Count the lines below that contain the string "grass", and reply with that number alone.
..............................
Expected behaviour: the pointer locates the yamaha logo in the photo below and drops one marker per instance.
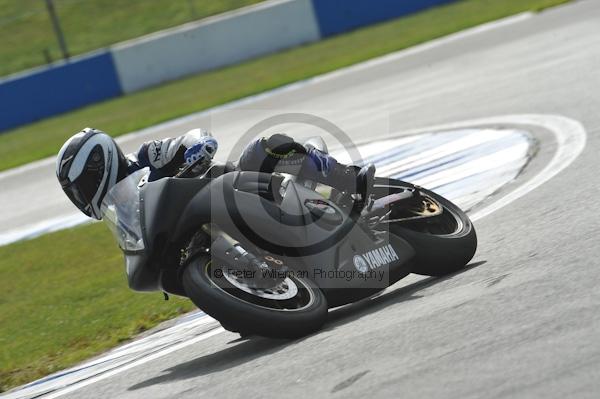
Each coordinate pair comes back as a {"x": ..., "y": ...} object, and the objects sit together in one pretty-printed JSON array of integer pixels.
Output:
[
  {"x": 360, "y": 264},
  {"x": 375, "y": 258}
]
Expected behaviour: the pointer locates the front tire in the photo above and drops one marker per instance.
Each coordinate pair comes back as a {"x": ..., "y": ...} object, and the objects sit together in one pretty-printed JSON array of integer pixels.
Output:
[
  {"x": 440, "y": 249},
  {"x": 240, "y": 311}
]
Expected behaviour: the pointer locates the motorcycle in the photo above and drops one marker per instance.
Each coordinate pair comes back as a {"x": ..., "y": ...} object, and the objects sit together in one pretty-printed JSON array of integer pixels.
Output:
[{"x": 269, "y": 253}]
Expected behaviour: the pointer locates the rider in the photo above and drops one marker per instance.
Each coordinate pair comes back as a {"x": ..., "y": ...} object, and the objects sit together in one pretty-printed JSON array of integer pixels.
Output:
[{"x": 91, "y": 162}]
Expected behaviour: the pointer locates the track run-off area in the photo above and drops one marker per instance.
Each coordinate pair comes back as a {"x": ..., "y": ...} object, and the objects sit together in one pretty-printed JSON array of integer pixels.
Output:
[{"x": 501, "y": 119}]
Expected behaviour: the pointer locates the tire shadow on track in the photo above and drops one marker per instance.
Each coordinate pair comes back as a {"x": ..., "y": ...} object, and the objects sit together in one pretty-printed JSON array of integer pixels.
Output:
[
  {"x": 349, "y": 313},
  {"x": 231, "y": 357},
  {"x": 247, "y": 350}
]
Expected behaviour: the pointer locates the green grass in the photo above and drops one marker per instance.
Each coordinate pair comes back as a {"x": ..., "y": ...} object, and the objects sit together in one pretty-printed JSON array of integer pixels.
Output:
[
  {"x": 65, "y": 296},
  {"x": 26, "y": 30},
  {"x": 64, "y": 299},
  {"x": 142, "y": 109}
]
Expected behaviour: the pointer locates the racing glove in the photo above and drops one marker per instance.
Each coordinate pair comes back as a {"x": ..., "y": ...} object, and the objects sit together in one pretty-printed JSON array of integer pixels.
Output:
[{"x": 204, "y": 150}]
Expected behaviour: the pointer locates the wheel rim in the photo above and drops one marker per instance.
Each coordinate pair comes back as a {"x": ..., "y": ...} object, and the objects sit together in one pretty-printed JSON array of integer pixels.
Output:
[
  {"x": 428, "y": 220},
  {"x": 284, "y": 290},
  {"x": 303, "y": 297}
]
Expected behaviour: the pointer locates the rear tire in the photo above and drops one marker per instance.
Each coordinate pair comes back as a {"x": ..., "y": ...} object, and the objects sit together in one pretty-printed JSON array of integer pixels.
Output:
[
  {"x": 235, "y": 309},
  {"x": 437, "y": 254}
]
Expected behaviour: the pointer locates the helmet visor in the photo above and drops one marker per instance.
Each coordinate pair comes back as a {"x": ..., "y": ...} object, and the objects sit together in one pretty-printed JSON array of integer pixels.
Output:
[{"x": 82, "y": 190}]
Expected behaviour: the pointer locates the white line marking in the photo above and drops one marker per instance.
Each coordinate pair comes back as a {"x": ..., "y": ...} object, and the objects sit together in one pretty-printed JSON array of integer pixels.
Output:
[{"x": 136, "y": 363}]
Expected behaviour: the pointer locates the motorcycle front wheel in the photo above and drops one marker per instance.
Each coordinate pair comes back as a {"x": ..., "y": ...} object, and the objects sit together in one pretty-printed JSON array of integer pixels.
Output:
[
  {"x": 444, "y": 243},
  {"x": 294, "y": 307}
]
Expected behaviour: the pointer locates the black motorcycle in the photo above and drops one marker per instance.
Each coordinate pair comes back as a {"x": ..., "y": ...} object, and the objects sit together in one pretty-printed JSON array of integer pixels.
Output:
[{"x": 270, "y": 253}]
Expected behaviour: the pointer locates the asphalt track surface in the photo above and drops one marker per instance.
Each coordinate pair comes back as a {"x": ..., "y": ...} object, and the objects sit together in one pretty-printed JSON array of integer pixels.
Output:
[{"x": 522, "y": 321}]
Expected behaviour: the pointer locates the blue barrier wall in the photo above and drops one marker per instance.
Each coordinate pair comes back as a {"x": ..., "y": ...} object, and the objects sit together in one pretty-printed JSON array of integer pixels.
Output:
[
  {"x": 50, "y": 91},
  {"x": 337, "y": 16},
  {"x": 167, "y": 55}
]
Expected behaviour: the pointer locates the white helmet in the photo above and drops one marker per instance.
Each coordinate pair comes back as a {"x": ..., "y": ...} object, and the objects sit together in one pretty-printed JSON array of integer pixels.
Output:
[{"x": 87, "y": 166}]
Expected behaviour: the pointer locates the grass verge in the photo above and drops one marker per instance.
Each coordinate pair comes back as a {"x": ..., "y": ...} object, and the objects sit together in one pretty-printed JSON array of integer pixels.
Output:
[
  {"x": 65, "y": 299},
  {"x": 148, "y": 107},
  {"x": 64, "y": 295},
  {"x": 26, "y": 30}
]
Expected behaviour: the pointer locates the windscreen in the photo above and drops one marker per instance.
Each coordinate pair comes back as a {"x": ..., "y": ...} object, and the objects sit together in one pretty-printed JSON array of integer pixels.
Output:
[{"x": 121, "y": 211}]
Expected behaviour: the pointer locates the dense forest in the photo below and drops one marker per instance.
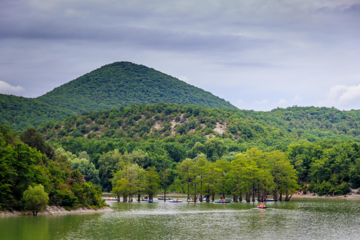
..............................
The completed task: 2